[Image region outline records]
========================================================================

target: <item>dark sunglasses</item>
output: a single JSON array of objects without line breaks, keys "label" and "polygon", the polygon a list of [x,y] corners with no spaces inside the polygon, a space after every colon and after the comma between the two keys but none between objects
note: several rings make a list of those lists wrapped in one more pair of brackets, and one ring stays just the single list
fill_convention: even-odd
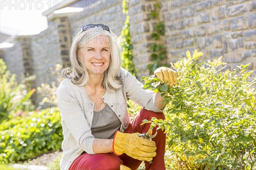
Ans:
[{"label": "dark sunglasses", "polygon": [[107,31],[108,31],[109,32],[110,32],[110,30],[109,30],[109,28],[108,26],[105,26],[105,25],[103,25],[103,24],[89,24],[89,25],[87,25],[85,26],[83,26],[82,28],[82,29],[81,29],[82,32],[83,32],[84,31],[87,30],[89,29],[91,29],[92,28],[94,28],[96,26],[97,26],[97,27],[102,28],[103,29],[105,29],[105,30],[107,30]]}]

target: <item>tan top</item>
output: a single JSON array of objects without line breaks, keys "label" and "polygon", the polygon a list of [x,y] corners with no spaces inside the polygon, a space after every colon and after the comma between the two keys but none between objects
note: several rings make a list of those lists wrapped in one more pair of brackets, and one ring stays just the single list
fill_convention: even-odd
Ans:
[{"label": "tan top", "polygon": [[[154,103],[155,93],[143,89],[143,84],[127,70],[121,68],[119,75],[123,79],[122,87],[117,90],[107,89],[102,99],[121,121],[119,130],[123,132],[130,124],[127,98],[148,110],[162,112],[164,108],[160,110],[156,107]],[[90,100],[84,87],[75,85],[69,78],[64,80],[58,87],[57,100],[64,137],[61,169],[68,170],[84,151],[95,154],[92,146],[95,137],[91,130],[94,104]]]},{"label": "tan top", "polygon": [[94,111],[91,130],[95,138],[113,139],[122,123],[115,112],[106,104],[99,111]]}]

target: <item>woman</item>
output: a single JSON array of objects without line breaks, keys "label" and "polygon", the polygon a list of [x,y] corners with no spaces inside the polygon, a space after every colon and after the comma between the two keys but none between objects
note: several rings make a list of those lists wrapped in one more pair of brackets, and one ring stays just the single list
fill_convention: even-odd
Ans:
[{"label": "woman", "polygon": [[[149,128],[148,124],[140,125],[143,120],[165,118],[163,97],[143,89],[121,68],[113,35],[105,25],[90,24],[74,38],[71,68],[62,72],[65,79],[57,92],[64,135],[61,169],[119,170],[122,164],[136,169],[142,161],[146,169],[165,169],[163,131],[153,141],[138,136]],[[161,81],[174,82],[170,70],[162,68],[156,73]],[[143,107],[131,123],[126,98]]]}]

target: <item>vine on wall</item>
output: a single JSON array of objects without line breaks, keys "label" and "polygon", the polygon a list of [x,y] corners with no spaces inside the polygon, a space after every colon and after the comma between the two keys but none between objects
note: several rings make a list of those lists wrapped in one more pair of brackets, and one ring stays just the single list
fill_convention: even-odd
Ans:
[{"label": "vine on wall", "polygon": [[127,0],[123,0],[123,12],[126,15],[125,25],[122,28],[121,32],[121,45],[122,49],[122,67],[127,69],[133,75],[135,74],[135,70],[134,69],[134,65],[132,61],[133,56],[132,54],[133,46],[131,44],[131,38],[130,35],[130,24],[129,19],[130,16],[128,15],[128,9],[127,6]]},{"label": "vine on wall", "polygon": [[162,36],[165,35],[165,25],[162,21],[160,20],[160,10],[161,9],[161,4],[157,0],[154,0],[155,2],[156,10],[152,10],[150,15],[151,19],[157,19],[159,21],[157,25],[154,26],[154,32],[151,34],[151,36],[154,40],[157,40],[150,46],[149,51],[152,52],[151,59],[153,63],[148,64],[147,68],[149,70],[149,73],[152,74],[154,70],[157,68],[163,66],[168,66],[165,61],[167,60],[166,51],[160,40]]}]

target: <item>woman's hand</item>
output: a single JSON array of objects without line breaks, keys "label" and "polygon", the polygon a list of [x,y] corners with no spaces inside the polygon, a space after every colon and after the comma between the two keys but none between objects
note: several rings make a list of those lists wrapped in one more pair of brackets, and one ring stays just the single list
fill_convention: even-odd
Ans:
[{"label": "woman's hand", "polygon": [[114,153],[120,155],[125,153],[134,159],[149,161],[156,156],[156,144],[154,141],[138,136],[139,133],[116,133],[113,140]]},{"label": "woman's hand", "polygon": [[177,84],[177,72],[172,69],[165,67],[161,67],[157,69],[154,74],[155,75],[160,81],[160,83],[165,83],[167,80],[167,85],[172,86]]}]

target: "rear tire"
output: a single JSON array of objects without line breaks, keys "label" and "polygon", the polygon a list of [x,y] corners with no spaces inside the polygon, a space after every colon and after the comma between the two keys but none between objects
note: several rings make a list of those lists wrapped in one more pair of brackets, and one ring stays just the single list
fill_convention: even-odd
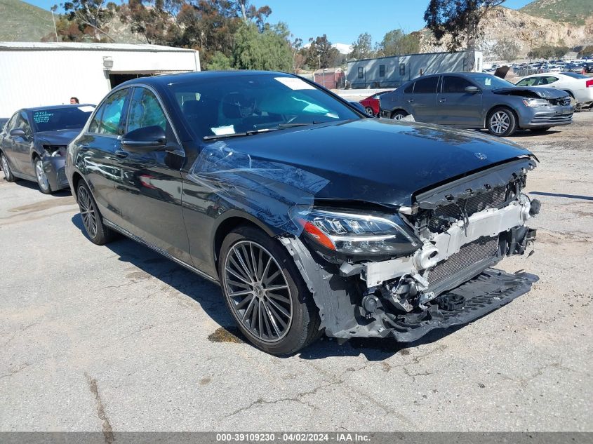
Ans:
[{"label": "rear tire", "polygon": [[8,165],[8,159],[4,153],[0,153],[0,162],[2,163],[2,172],[4,173],[4,179],[6,182],[15,182],[16,178],[11,170],[11,166]]},{"label": "rear tire", "polygon": [[486,119],[486,127],[488,132],[498,137],[512,135],[517,130],[517,117],[509,108],[495,108]]},{"label": "rear tire", "polygon": [[97,245],[105,245],[111,242],[116,234],[103,224],[103,217],[99,213],[95,199],[88,187],[82,180],[76,189],[76,201],[80,208],[82,224],[91,241]]},{"label": "rear tire", "polygon": [[218,276],[227,307],[258,349],[288,355],[323,333],[317,307],[294,261],[261,230],[239,227],[227,236]]}]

========================================================================

Without the pictures, write out every entry precisely as it appears.

target: <item>dark sunglasses</item>
output: a single JSON array of objects without line breaks, keys "label" and "polygon", the polygon a list of [x,y] corners with no spaces inside the polygon, a space after every colon and after the comma between the two keys but none between objects
note: several rings make a list of those lists wrapped in one more pair of brackets, and one ring stays just the single list
fill_convention: even-odd
Ans:
[{"label": "dark sunglasses", "polygon": [[107,31],[108,31],[109,32],[110,32],[110,30],[109,30],[109,28],[108,26],[105,26],[105,25],[103,25],[103,24],[89,24],[89,25],[87,25],[85,26],[83,26],[82,28],[82,29],[81,29],[82,32],[83,32],[84,31],[87,30],[89,29],[91,29],[92,28],[94,28],[96,26],[97,26],[97,27],[102,28],[103,29],[105,29],[105,30],[107,30]]}]

target: <item>tan top</item>
output: a single JSON array of objects without line breaks, keys "label" and "polygon", the polygon a list of [x,y] corners with no spaces inside the polygon, a space after every colon and after the comma between the two keys but none between objects
note: several rings make a list of those lists wrapped in one more pair of brackets, and one ring stays just the single list
fill_convention: even-odd
Ans:
[{"label": "tan top", "polygon": [[[154,103],[155,93],[143,89],[143,84],[127,70],[121,68],[119,75],[123,79],[122,87],[117,90],[107,89],[102,99],[121,121],[119,130],[123,132],[130,124],[127,98],[148,110],[162,112],[164,108],[160,110],[156,107]],[[90,100],[84,87],[75,85],[69,78],[64,80],[58,87],[57,100],[64,137],[61,169],[68,170],[84,151],[95,154],[92,146],[95,137],[91,130],[94,104]]]},{"label": "tan top", "polygon": [[94,111],[91,130],[95,138],[113,139],[122,123],[115,112],[106,104],[99,111]]}]

target: <item>woman</item>
output: a single JSON array of objects without line breaks, keys "label" and "polygon", the polygon a list of [x,y] corners with no spaces inside the polygon, a space after every colon and after the comma between the two keys but none between objects
note: several rings make a list of those lists wrapped in one more pair of brackets, and one ring stays just the single list
fill_convention: even-odd
Ans:
[{"label": "woman", "polygon": [[[149,128],[148,124],[140,125],[143,120],[165,118],[163,97],[143,89],[121,68],[113,35],[105,25],[90,24],[74,38],[71,68],[62,72],[65,79],[57,92],[64,135],[61,169],[119,170],[122,164],[136,169],[142,161],[146,169],[165,169],[163,131],[153,141],[138,136]],[[161,81],[174,82],[170,70],[162,68],[156,73]],[[143,107],[131,123],[126,98]]]}]

target: <item>vine on wall</item>
output: a single JSON array of objects without line breaks, keys "label" and "polygon", the polygon a list of [x,y] corners with no spaces inside the polygon, a space after every colon and after the comma between the two keys but none between objects
note: several rings make a list of those lists wrapped in one more pair of brackets, and one ring stays just the single list
fill_convention: even-odd
Ans:
[{"label": "vine on wall", "polygon": [[127,0],[123,0],[123,12],[126,15],[125,25],[122,28],[121,32],[121,45],[122,49],[122,67],[127,69],[133,75],[135,74],[135,70],[134,69],[134,65],[132,61],[133,56],[132,54],[133,46],[131,44],[131,38],[130,35],[130,24],[129,19],[130,16],[128,15],[128,9],[127,6]]},{"label": "vine on wall", "polygon": [[162,36],[165,35],[165,25],[162,21],[160,20],[160,10],[161,9],[161,4],[157,0],[154,0],[155,2],[156,10],[152,10],[150,15],[151,19],[157,19],[159,21],[157,25],[154,26],[154,32],[151,34],[151,36],[154,40],[157,40],[150,46],[149,51],[152,52],[151,59],[153,63],[148,64],[147,68],[149,70],[149,73],[152,74],[154,70],[157,68],[163,66],[168,66],[165,61],[167,60],[166,51],[160,40]]}]

target: <item>woman's hand</item>
output: a single JSON array of objects without line breaks, keys "label" and "polygon", the polygon a list of [x,y] corners with no spaces inside the polygon, a space after every colon and after the comma between the two keys but none between objects
note: several rings make a list of those lists wrapped in one more pair of brackets, and one ring stays just the single list
fill_convention: even-odd
Ans:
[{"label": "woman's hand", "polygon": [[114,153],[120,155],[125,153],[134,159],[149,161],[156,156],[156,144],[154,141],[138,136],[139,133],[116,133],[113,140]]},{"label": "woman's hand", "polygon": [[177,84],[177,72],[172,69],[165,67],[161,67],[157,69],[154,74],[155,75],[160,81],[160,83],[165,83],[167,80],[167,85],[172,86]]}]

target: "rear tire"
output: a single JSON array of objects without line breaks, keys "label" and "polygon", the polygon a list of [x,y] corners with no spaces inside the polygon, a space after every colon and after the comma between the two keys but none between objects
note: several rings make a list of those lists wrapped in one more pair of brackets, and one ring stays just the single list
fill_convention: even-odd
Ans:
[{"label": "rear tire", "polygon": [[8,165],[8,159],[4,153],[0,153],[0,162],[2,163],[2,172],[4,173],[4,179],[6,182],[15,182],[16,178],[11,170],[11,166]]},{"label": "rear tire", "polygon": [[486,119],[486,127],[488,132],[498,137],[512,135],[517,130],[517,117],[509,108],[495,108]]},{"label": "rear tire", "polygon": [[97,245],[105,245],[111,242],[116,234],[103,224],[103,217],[99,213],[95,199],[88,187],[82,180],[76,189],[76,201],[80,208],[82,224],[91,241]]},{"label": "rear tire", "polygon": [[218,276],[227,307],[258,349],[288,355],[323,333],[317,307],[294,261],[261,230],[239,227],[227,236]]}]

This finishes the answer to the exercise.